>> begin SUPPLIED TEXT

Should the software industry be an ethics/philosophy free zone? Should we aim for the best software regardless of whether you are free to use it how you see fit? Should it all be about the quality of the software or the freedoms that come/don't come with it? Are you a "freedom comes first" person or a "whatever software does the job better" person? Or do you fall somewhere in the middle? Let us know where you sit on this subject?

Jonathan Roberts's picture

Philosophy and ethics should be present in every aspect of life - but in a world where technology is increasingly at the center of everything we do it is especially important in software.

Considering issues such as freedom, from a philosophical and ethical point of view, keeps us on our toes and keeps the government in check.

A current example of this issue is with electronic voting machines. We've seen all the problems that they suffer from in the US and we're now trying it in the UK - without free software how can we be sure that the votes are being counted in an accurate way? Or that a secret ballet is being maintained! These issues are fundamental to the ideals of democracy and freedom in our society as a whole and technology has the power to take it away from us; free software has the power to protect these ideals.

Anonymous visitor's picture
Submitted by Anonymous visitor (not verified) on

I agree that there is always some kind of philosophy present - even pragmatism is a philosophical standpoint. However, in many cases, I'm mostly interested in having my computer do the work I need. Philosphy does play a part (all other circumstances being equal, I choose Free over proprietary), but it's not the first thing I look for in software. Living in a third world country, software freedom can be the least of my worries sometimes.

Terry Hancock's picture

Philosophy and ethics shouldn't be left out of any enterprise, but neither should tolerance. The truth is that there is not one single "ethical" framework that results in a belief that free software is worthwhile. Naturally, this means that people will be working together who do not necessarily have the same apprehension of what "ethics" means when applied to software.

For example, I draw a very strong distinction between what is "ideal" or "good" and what is "unethical" or "wrong". They are not complements of each other, but extremes. In the middle there are always cases where the particular axis being discussed is ambiguous -- and in those cases we have to look to other criteria to decide what is best.

And even granted a shared view of morality in general, personal interest will draw any number of distinctions there. So, it becomes necessary not to ask "what is the right thing to do?" but rather "what is the right thing for me to do?" And of course, along with that comes a necessary respect for what other people decide is right for them to do.

For example this whole business about the relative merit of binary non-free drivers for Linux exists very much in this gray area. Clearly it has both positive and negative effects. So which position you prefer clearly depends on whether the negatively affected behaviors are more or less important to you than the positively affected ones.

Since everybody is going to be in a different position on that, it follows that opinions will be all over the map. AND THAT'S OKAY. The thing to do is to let people do what they feel is right, and not try to force your opinions on other people.

Mauro Bieg's picture

The thing to do is to let people do what they feel is right
I agree. But in order to make a choice, people should be informed about the issues and be aware off the freedoms they might loose by choosing a more pragmatical solution. If they're aware of the trade-off, it's okay, whatever they choose. But we shouldn't stop talking about philosophies. People will never demand freedom if they don't even know that freedom could exist. In a prorietary-software-only world, people might not know that they were able to program without being given the right (expensive) tools and education from a software company.

>> end SUPPLIED TEXT

#### [WRITTEN PROBLEM]
Retype the portion of the software ethics discussion between "A current example" and "protect these ideals.", inclusive. Work only from the software ethics discussion above.

>> begin ENTRIES SUPPLIED

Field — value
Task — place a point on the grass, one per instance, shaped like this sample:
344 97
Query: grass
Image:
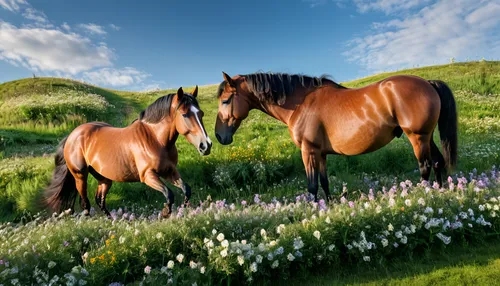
472 264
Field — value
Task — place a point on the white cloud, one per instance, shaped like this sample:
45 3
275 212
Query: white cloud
12 5
93 29
387 6
66 27
115 77
35 15
114 27
448 28
51 50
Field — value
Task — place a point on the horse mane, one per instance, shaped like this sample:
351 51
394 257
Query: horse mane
275 87
160 109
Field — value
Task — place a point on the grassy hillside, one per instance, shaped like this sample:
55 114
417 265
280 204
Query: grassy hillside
38 112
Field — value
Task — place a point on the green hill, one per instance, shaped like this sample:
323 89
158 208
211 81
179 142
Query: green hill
35 113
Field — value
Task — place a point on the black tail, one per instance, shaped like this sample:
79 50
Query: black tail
448 126
61 193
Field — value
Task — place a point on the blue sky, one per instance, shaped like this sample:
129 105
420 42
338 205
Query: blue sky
141 45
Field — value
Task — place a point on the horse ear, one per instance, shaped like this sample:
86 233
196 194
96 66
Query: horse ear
180 93
228 79
195 91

>> end ENTRIES SUPPLIED

#### [OUTPUT OF THE EXERCISE]
A current example of this issue is with electronic voting machines. We've seen all the problems that they suffer from in the US and we're now trying it in the UK - without free software how can we be sure that the votes are being counted in an accurate way? Or that a secret ballet is being maintained! These issues are fundamental to the ideals of democracy and freedom in our society as a whole and technology has the power to take it away from us; free software has the power to protect these ideals.